▶ **Work instructions**:
Find every line in the listing below that contains the string "picture", and copy each of those lines.

▶ **Provided data**:
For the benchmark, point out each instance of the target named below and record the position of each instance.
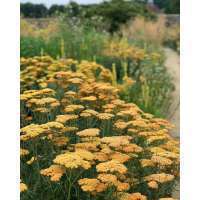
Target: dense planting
(80, 141)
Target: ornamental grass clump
(92, 144)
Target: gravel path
(173, 65)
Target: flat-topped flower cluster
(79, 140)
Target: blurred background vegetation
(96, 32)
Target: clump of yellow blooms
(91, 132)
(24, 152)
(80, 134)
(161, 178)
(74, 160)
(111, 166)
(54, 171)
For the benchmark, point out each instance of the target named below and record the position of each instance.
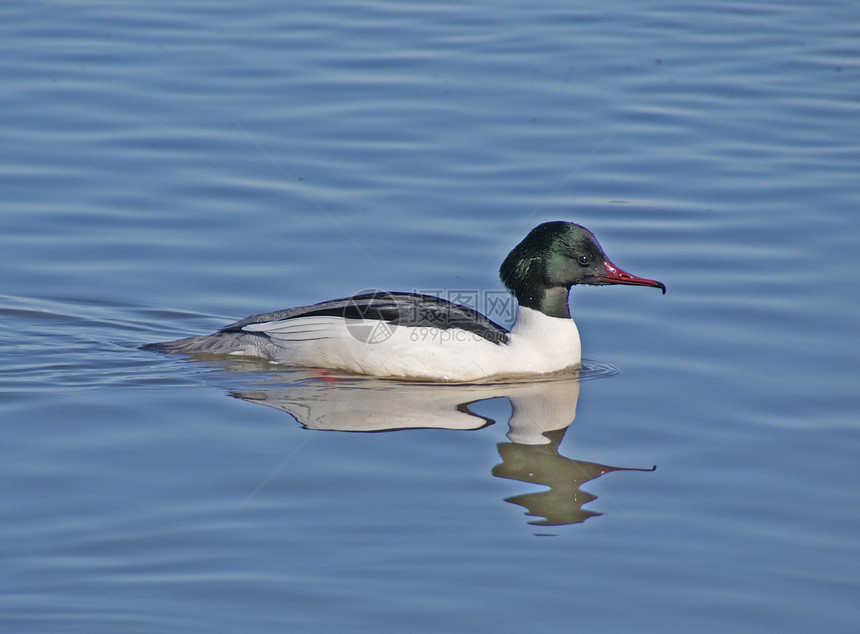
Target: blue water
(170, 167)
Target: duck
(411, 335)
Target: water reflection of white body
(541, 412)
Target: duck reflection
(541, 412)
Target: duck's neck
(551, 301)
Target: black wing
(398, 308)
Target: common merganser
(411, 335)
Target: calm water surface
(168, 168)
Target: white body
(538, 344)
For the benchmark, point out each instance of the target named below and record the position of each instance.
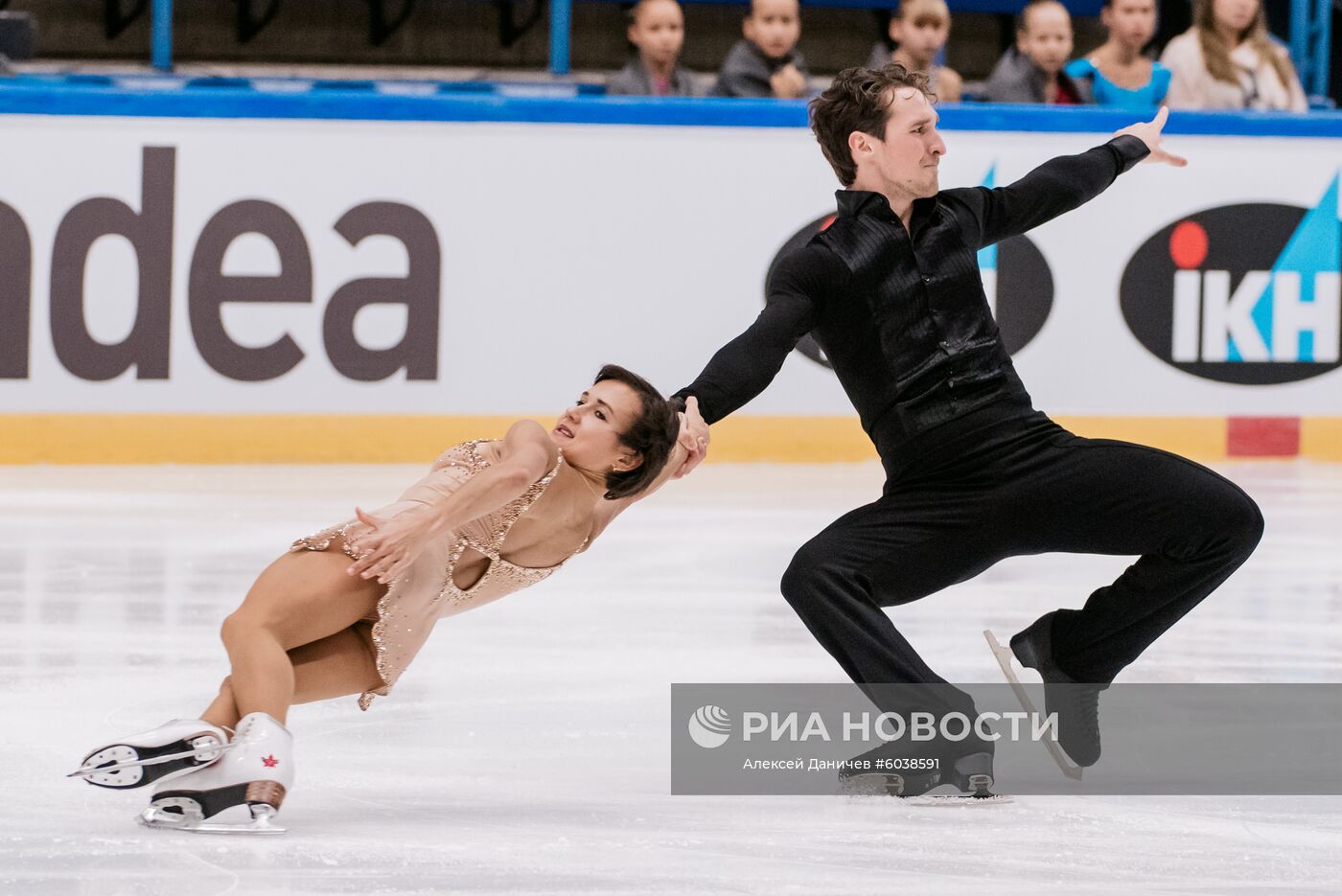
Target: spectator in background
(919, 30)
(767, 62)
(1118, 74)
(1228, 60)
(657, 30)
(1032, 70)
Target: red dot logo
(1188, 244)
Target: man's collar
(859, 201)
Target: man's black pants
(1024, 486)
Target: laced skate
(248, 782)
(1055, 748)
(174, 748)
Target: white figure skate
(255, 774)
(168, 751)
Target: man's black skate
(1076, 703)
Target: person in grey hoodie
(767, 62)
(657, 30)
(1032, 70)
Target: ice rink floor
(526, 750)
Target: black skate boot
(1076, 703)
(968, 766)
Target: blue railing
(1310, 31)
(556, 103)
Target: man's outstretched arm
(1059, 185)
(745, 366)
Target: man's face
(1047, 37)
(658, 31)
(774, 26)
(908, 157)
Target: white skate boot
(254, 774)
(168, 751)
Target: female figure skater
(346, 609)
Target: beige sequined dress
(413, 603)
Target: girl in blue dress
(1120, 76)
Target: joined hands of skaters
(1149, 131)
(393, 543)
(694, 438)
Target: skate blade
(1004, 657)
(960, 799)
(83, 771)
(262, 824)
(888, 784)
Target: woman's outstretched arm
(393, 543)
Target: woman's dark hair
(858, 101)
(653, 433)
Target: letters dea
(150, 234)
(1244, 294)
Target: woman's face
(1235, 15)
(590, 429)
(1130, 22)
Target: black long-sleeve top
(901, 312)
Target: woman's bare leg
(337, 665)
(298, 600)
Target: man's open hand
(1149, 131)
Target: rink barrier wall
(281, 439)
(200, 418)
(279, 98)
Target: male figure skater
(975, 473)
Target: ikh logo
(710, 725)
(1016, 281)
(1244, 294)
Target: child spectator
(1032, 70)
(767, 63)
(919, 30)
(1118, 74)
(1228, 60)
(657, 29)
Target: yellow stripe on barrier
(278, 439)
(1321, 438)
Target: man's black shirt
(901, 312)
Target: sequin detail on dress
(406, 610)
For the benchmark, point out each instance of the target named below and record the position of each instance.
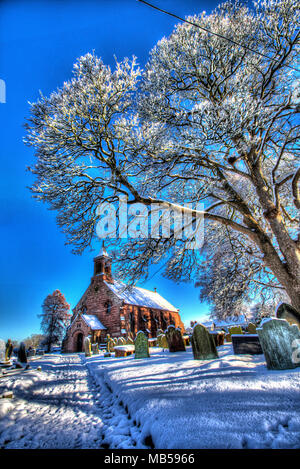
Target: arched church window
(108, 307)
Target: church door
(79, 342)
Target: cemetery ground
(167, 401)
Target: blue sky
(40, 41)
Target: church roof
(93, 322)
(103, 252)
(140, 296)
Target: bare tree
(211, 121)
(55, 318)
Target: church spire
(102, 265)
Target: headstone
(235, 330)
(2, 350)
(162, 341)
(8, 350)
(95, 349)
(87, 347)
(280, 342)
(286, 311)
(228, 337)
(22, 357)
(141, 346)
(246, 344)
(251, 328)
(218, 337)
(203, 344)
(109, 344)
(175, 340)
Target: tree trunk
(287, 271)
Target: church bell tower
(102, 265)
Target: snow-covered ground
(166, 401)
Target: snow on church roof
(93, 322)
(140, 297)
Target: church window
(108, 307)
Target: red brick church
(110, 307)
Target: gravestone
(141, 346)
(95, 349)
(228, 338)
(8, 350)
(87, 347)
(251, 328)
(2, 350)
(203, 344)
(22, 357)
(218, 337)
(235, 330)
(110, 344)
(175, 340)
(246, 344)
(286, 311)
(280, 342)
(162, 341)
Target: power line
(215, 34)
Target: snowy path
(53, 408)
(63, 407)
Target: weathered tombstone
(87, 347)
(235, 330)
(286, 311)
(2, 350)
(8, 350)
(228, 338)
(246, 344)
(203, 344)
(218, 337)
(175, 340)
(95, 349)
(110, 344)
(162, 341)
(251, 328)
(22, 357)
(141, 346)
(280, 342)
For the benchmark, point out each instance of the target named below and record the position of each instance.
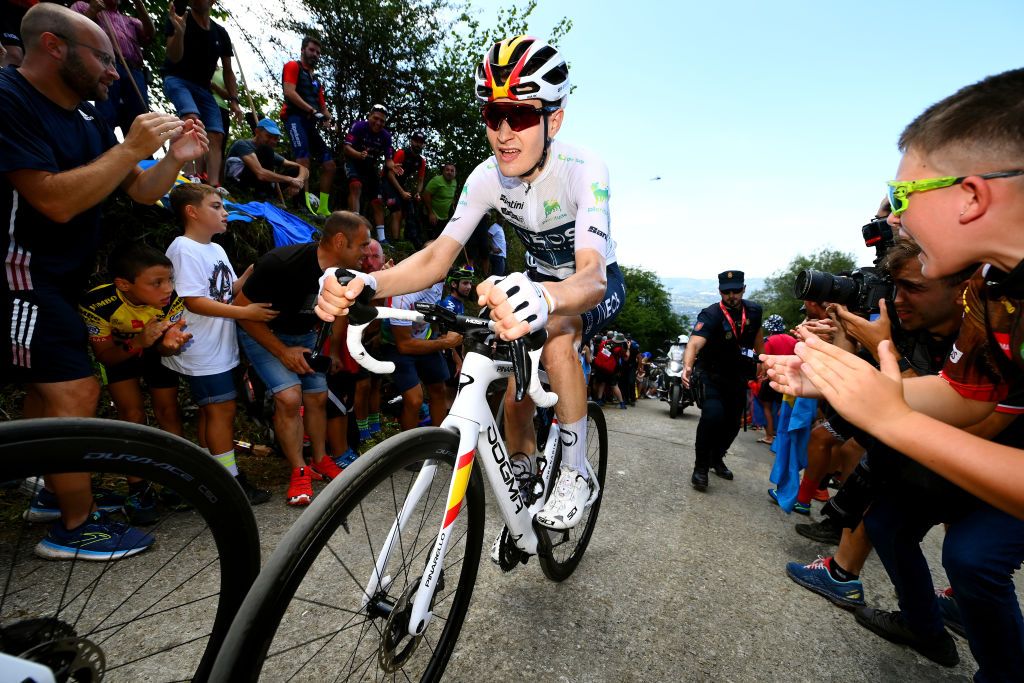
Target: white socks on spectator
(227, 460)
(573, 438)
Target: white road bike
(374, 581)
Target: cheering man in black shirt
(288, 278)
(727, 337)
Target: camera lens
(821, 287)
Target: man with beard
(726, 336)
(304, 110)
(58, 161)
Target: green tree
(647, 313)
(777, 296)
(451, 102)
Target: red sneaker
(300, 491)
(327, 468)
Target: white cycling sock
(573, 439)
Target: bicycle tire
(126, 635)
(560, 552)
(368, 496)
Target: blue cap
(269, 126)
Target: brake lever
(522, 367)
(358, 313)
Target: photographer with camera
(725, 342)
(929, 313)
(963, 161)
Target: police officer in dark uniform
(725, 344)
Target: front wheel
(560, 552)
(309, 615)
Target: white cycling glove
(332, 272)
(530, 301)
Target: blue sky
(772, 126)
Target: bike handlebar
(525, 351)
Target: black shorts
(45, 340)
(340, 393)
(601, 315)
(147, 367)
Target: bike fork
(421, 614)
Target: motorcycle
(671, 387)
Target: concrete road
(677, 585)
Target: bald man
(58, 162)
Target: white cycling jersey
(564, 210)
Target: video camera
(860, 290)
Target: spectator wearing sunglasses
(57, 164)
(124, 101)
(555, 196)
(960, 195)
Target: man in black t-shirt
(195, 43)
(724, 343)
(255, 165)
(57, 164)
(288, 278)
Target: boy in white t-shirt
(206, 283)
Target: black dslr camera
(860, 290)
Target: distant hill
(690, 295)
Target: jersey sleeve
(22, 145)
(970, 369)
(592, 195)
(291, 73)
(472, 204)
(352, 133)
(190, 276)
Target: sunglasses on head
(519, 117)
(900, 190)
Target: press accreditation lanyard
(742, 319)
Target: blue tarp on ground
(792, 435)
(288, 228)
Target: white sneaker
(566, 503)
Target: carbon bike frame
(470, 418)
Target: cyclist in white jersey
(556, 198)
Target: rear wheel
(308, 614)
(159, 614)
(560, 552)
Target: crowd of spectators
(176, 321)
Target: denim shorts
(208, 389)
(411, 370)
(274, 375)
(189, 97)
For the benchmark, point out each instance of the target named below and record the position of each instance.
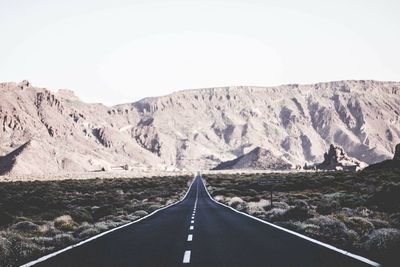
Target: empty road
(199, 232)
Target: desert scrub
(359, 212)
(39, 217)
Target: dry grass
(359, 212)
(37, 218)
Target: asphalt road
(199, 232)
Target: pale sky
(121, 51)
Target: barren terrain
(358, 212)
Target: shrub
(6, 253)
(99, 212)
(62, 240)
(88, 233)
(333, 230)
(81, 215)
(65, 223)
(383, 239)
(5, 218)
(26, 226)
(326, 206)
(237, 203)
(361, 225)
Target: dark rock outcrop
(337, 159)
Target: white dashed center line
(190, 237)
(186, 257)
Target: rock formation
(199, 129)
(257, 159)
(390, 164)
(337, 159)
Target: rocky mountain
(389, 164)
(257, 159)
(337, 159)
(196, 129)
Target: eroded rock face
(256, 159)
(337, 159)
(198, 129)
(397, 152)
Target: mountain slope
(337, 159)
(198, 129)
(257, 159)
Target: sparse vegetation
(37, 218)
(358, 212)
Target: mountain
(389, 164)
(337, 159)
(257, 159)
(197, 129)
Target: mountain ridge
(200, 128)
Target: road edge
(344, 252)
(46, 257)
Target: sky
(121, 51)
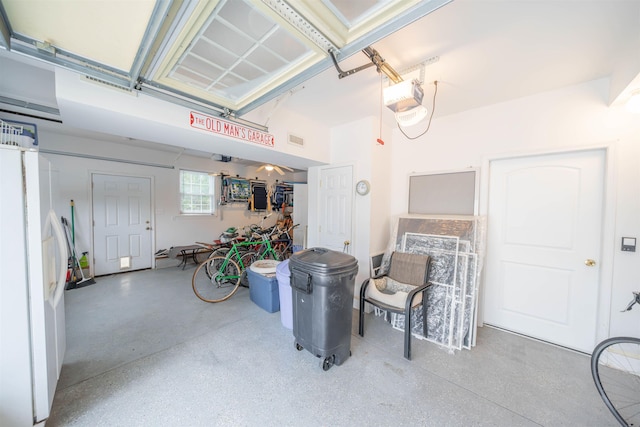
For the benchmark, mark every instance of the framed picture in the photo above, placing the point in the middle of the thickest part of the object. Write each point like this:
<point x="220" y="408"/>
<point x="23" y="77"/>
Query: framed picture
<point x="19" y="133"/>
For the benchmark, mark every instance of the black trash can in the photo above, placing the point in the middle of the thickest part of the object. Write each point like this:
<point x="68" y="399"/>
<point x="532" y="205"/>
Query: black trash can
<point x="322" y="281"/>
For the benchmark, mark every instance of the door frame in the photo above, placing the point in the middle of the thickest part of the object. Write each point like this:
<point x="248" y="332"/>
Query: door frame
<point x="152" y="213"/>
<point x="607" y="248"/>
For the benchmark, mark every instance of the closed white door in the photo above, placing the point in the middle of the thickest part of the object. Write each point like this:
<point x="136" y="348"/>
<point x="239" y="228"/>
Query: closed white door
<point x="121" y="223"/>
<point x="336" y="199"/>
<point x="544" y="241"/>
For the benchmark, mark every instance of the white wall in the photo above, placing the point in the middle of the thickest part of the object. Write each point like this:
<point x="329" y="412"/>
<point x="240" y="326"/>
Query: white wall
<point x="575" y="116"/>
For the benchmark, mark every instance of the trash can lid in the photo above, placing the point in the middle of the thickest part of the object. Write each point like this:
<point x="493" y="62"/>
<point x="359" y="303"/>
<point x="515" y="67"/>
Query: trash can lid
<point x="264" y="266"/>
<point x="322" y="260"/>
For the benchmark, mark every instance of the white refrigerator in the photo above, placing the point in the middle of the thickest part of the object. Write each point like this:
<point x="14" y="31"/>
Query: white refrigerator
<point x="33" y="268"/>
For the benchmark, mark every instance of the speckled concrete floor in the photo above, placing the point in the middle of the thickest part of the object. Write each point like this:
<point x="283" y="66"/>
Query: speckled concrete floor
<point x="142" y="350"/>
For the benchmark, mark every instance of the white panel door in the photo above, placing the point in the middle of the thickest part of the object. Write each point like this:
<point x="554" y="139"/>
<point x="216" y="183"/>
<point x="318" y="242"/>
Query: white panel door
<point x="121" y="223"/>
<point x="336" y="200"/>
<point x="544" y="228"/>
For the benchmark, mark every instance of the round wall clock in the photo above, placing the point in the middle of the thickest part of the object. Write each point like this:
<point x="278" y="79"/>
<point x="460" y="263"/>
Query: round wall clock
<point x="363" y="187"/>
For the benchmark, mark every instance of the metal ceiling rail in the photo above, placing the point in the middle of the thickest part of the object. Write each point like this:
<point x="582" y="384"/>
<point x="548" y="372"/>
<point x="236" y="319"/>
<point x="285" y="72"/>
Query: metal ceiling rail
<point x="411" y="15"/>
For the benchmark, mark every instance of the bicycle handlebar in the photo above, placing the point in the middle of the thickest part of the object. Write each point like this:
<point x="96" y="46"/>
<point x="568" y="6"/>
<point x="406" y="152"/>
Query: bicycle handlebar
<point x="634" y="301"/>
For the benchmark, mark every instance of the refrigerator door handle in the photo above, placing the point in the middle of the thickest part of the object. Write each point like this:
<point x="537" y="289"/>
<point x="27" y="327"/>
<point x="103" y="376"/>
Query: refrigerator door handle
<point x="53" y="221"/>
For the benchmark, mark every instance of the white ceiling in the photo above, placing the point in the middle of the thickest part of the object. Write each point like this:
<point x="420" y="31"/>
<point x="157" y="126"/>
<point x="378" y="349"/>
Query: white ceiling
<point x="488" y="51"/>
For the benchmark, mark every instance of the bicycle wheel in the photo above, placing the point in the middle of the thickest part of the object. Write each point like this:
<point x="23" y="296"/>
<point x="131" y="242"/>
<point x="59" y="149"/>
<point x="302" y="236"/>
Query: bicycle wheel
<point x="221" y="284"/>
<point x="615" y="366"/>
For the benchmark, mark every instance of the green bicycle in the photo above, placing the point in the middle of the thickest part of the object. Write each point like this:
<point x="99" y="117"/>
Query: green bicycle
<point x="219" y="277"/>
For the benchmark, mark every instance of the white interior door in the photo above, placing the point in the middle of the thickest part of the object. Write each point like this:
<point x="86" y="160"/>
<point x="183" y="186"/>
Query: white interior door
<point x="336" y="205"/>
<point x="544" y="241"/>
<point x="121" y="223"/>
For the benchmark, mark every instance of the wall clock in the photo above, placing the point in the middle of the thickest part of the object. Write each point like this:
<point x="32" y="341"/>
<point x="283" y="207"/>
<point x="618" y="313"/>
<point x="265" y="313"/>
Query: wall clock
<point x="363" y="187"/>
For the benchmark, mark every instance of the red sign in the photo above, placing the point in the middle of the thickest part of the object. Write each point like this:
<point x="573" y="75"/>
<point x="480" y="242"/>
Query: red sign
<point x="223" y="127"/>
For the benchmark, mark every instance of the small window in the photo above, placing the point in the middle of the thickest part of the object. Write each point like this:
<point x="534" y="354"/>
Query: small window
<point x="197" y="193"/>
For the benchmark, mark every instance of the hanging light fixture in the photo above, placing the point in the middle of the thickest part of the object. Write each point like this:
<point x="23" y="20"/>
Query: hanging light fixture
<point x="633" y="103"/>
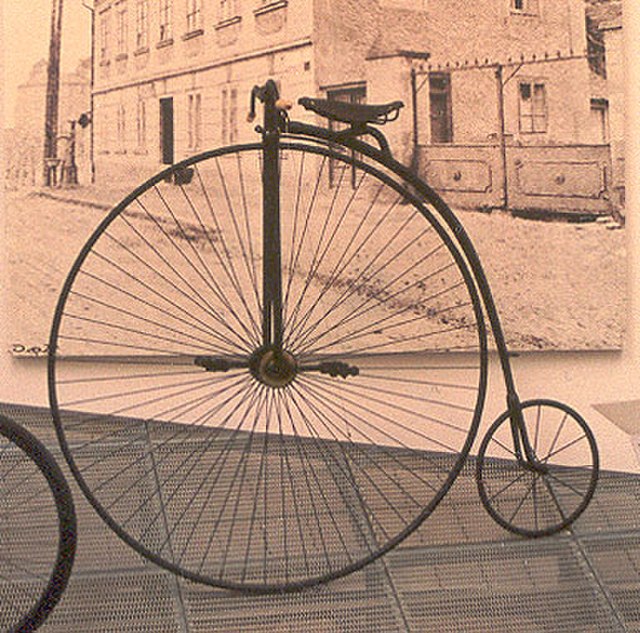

▶ **Completed exercise**:
For the benchmark, mark every instance of the framed picture in the photo above, placing the point in the middle of the thickest part of the object. Write each point like this:
Query: framed picture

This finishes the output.